■ **EXERCISE DIRECTIONS**: Your task is to retype every entry exactly while omitting the pictures.

*** DATA SUPPLIED

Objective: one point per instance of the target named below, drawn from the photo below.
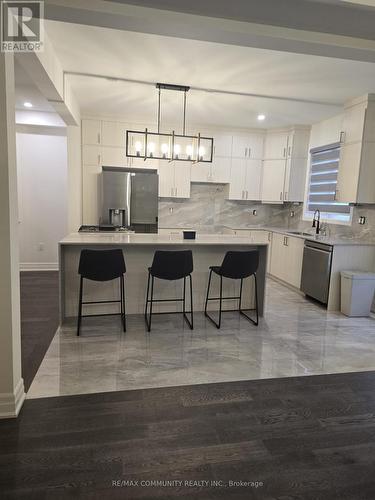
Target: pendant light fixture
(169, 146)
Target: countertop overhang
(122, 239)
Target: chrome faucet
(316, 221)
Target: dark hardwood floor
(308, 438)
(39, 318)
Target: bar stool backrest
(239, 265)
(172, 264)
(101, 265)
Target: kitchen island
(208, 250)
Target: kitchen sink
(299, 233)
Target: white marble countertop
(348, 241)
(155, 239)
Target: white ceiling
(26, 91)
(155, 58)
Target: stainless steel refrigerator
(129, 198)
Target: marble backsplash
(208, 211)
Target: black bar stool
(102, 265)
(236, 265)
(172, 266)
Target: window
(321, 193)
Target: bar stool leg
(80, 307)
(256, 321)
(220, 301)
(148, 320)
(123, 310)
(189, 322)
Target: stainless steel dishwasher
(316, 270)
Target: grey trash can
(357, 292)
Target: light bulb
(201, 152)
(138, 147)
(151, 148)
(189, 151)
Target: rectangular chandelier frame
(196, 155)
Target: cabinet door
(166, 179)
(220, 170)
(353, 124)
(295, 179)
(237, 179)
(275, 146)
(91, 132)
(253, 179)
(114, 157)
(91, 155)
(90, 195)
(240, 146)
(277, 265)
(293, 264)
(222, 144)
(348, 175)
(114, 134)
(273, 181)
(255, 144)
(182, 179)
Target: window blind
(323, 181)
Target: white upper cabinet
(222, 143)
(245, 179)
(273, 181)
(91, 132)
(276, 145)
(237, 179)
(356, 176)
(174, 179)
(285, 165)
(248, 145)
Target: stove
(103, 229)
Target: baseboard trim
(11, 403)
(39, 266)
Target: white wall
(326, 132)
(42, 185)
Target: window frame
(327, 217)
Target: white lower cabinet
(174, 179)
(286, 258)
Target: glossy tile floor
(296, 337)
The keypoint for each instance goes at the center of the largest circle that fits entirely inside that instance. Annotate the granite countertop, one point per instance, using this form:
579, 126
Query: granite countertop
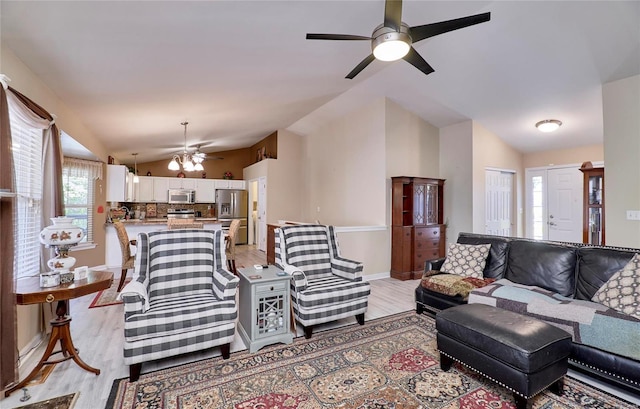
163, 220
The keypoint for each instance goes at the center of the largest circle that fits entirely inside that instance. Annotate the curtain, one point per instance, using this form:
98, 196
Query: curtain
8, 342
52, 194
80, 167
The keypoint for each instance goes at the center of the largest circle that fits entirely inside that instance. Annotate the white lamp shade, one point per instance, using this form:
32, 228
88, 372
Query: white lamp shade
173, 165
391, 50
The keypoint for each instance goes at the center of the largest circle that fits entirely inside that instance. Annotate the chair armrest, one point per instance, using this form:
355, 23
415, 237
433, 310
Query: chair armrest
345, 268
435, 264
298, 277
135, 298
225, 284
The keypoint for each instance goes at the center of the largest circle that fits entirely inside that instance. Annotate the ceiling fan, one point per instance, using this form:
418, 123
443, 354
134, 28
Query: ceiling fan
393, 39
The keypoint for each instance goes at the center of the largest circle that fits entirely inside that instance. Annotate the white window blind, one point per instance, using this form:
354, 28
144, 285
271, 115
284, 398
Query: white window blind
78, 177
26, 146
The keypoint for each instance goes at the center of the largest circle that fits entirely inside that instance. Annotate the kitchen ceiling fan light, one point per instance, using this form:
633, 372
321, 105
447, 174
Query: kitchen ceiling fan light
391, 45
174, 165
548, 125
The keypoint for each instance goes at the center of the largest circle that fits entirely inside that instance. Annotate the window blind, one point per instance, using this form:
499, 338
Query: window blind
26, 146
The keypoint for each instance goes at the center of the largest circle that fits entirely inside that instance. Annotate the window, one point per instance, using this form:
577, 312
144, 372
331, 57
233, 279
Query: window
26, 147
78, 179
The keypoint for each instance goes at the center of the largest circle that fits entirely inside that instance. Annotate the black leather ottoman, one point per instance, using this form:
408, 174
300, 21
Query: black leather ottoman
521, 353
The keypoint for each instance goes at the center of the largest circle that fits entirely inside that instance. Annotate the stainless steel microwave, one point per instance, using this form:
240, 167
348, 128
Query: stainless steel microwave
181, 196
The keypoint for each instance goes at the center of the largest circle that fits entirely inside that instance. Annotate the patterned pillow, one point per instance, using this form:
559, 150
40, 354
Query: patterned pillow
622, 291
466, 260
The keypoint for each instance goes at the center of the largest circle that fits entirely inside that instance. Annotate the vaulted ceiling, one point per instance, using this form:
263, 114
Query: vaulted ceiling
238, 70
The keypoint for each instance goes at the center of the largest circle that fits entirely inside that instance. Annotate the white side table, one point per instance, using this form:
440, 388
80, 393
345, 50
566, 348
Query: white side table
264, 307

******

■ **RESPONSE FOR THIS EXERCISE**:
Objective: one point per instance of the target named below, drawn from the photo below.
Target: pendant light fixture
(169, 146)
Target: countertop overhang
(122, 239)
Target: chrome faucet
(316, 221)
Target: dark hardwood floor
(308, 438)
(39, 318)
Target: bar stool backrest
(239, 265)
(172, 264)
(101, 265)
Target: kitchen island
(208, 250)
Target: kitchen sink
(299, 233)
Target: white marble countertop
(348, 241)
(155, 239)
Target: white ceiling
(26, 91)
(155, 58)
Target: stainless steel refrigerator
(129, 198)
Target: marble backsplash
(208, 211)
Target: black bar stool
(102, 265)
(236, 265)
(172, 266)
Target: window
(321, 193)
Target: bar stool leg
(80, 307)
(256, 321)
(220, 301)
(148, 320)
(123, 310)
(189, 322)
Target: stainless steel dishwasher
(316, 270)
Target: grey trash can
(357, 292)
Target: light bulb
(201, 152)
(138, 147)
(151, 148)
(189, 151)
Target: rectangular chandelier frame
(196, 155)
Target: cabinet door
(166, 179)
(220, 170)
(353, 124)
(295, 179)
(237, 179)
(275, 146)
(91, 132)
(253, 179)
(114, 157)
(91, 155)
(90, 195)
(240, 146)
(277, 265)
(293, 264)
(222, 144)
(348, 175)
(114, 134)
(273, 181)
(255, 144)
(182, 179)
Target: window blind
(323, 181)
Target: white upper cabinet
(222, 143)
(245, 179)
(273, 181)
(91, 132)
(276, 145)
(237, 179)
(356, 176)
(174, 179)
(285, 165)
(248, 145)
Target: stove
(103, 229)
Target: baseboard trim
(11, 403)
(39, 266)
Target: white wall
(326, 132)
(42, 185)
Target: window frame
(327, 217)
Target: white lower cabinet
(174, 179)
(286, 258)
Target: glossy tile floor
(296, 337)
The keypoint for each instance goes at the center of the largest circle that fits entirely inside that instance. Annotate the granite countertop, one point per instance, using this form:
579, 126
Query: granite countertop
163, 220
The keypoint for each instance goes at the center of the largest circle that fits entirely inside that instance. Annotate the curtain, one point per instance, using this form:
98, 196
Query: curtain
8, 342
52, 194
80, 167
The keypoint for each instance goes at the center of the largest circle that fits entirely inside that instance. Annotate the white lamp shade, one point per instance, using this form:
32, 228
88, 372
Query: white lamp shade
173, 165
391, 50
The keypoint for each instance goes at the center of the largest circle that fits entirely inside that instance. Annotate the chair armrest, one point per instance, using this form:
355, 23
415, 237
433, 310
Query: chair armrest
345, 268
435, 264
298, 277
135, 298
225, 284
The keypoint for each instance goes at the center of the largest circle that fits entirely inside that instance. Annotate the ceiling fan, one point per instance, using this form:
418, 123
443, 354
134, 28
Query: ceiling fan
393, 39
The keypoint for each instance goes at the center of the largest circle that fits entirely inside that instance. Annotate the white window blind, one point per instance, using this form:
354, 28
144, 285
271, 115
284, 398
Query: white window blind
78, 177
26, 146
The keypoint for each instance goes at the center of the largest circle that fits entirely inside that instance. Annotate the kitchen ceiling fan light, one point per instance, using this form:
633, 372
321, 105
447, 174
Query: kitchen ceiling fan light
391, 45
174, 165
548, 125
The keypoint for each instance goes at the center of the largest circle that fits entirely inside that instance. Annotate the window blind, one point per instance, using this form:
499, 338
Query: window blind
26, 146
The keypoint for each instance goes at the center of the largest circle that fits entirely inside that instance. Annotate the window, one point per instance, using this form:
577, 312
144, 372
331, 57
233, 279
Query: window
26, 147
78, 179
The keypoint for each instance goes at the center of the largest circle that fits entirely inside that instance. Annotate the black leather ottoman, one point per instance, using this form:
408, 174
300, 21
Query: black leather ottoman
521, 353
The keypoint for each instance goes at the center of the largest circle that fits entirely inside that instance. Annotate the stainless steel microwave, one point per instance, using this form:
240, 167
348, 128
Query: stainless steel microwave
181, 196
The keypoint for each instance goes at the center of the largest circle that fits entirely inside that instance. Annotate the patterned pillow, one point per instance, using this form:
559, 150
40, 354
Query: patterned pillow
622, 291
466, 260
The keypoint for each instance goes at the center of the largest circle that fits entirely inside that instance. Annotate the vaulted ceiling, one point per instance, using this form:
263, 114
Query: vaulted ceiling
238, 70
The keypoint for each instance goes at the center of the largest circle that fits entirely inside that instance. Annotate the white side table, one point per instance, using this form:
440, 388
80, 393
345, 50
566, 348
Query: white side table
264, 307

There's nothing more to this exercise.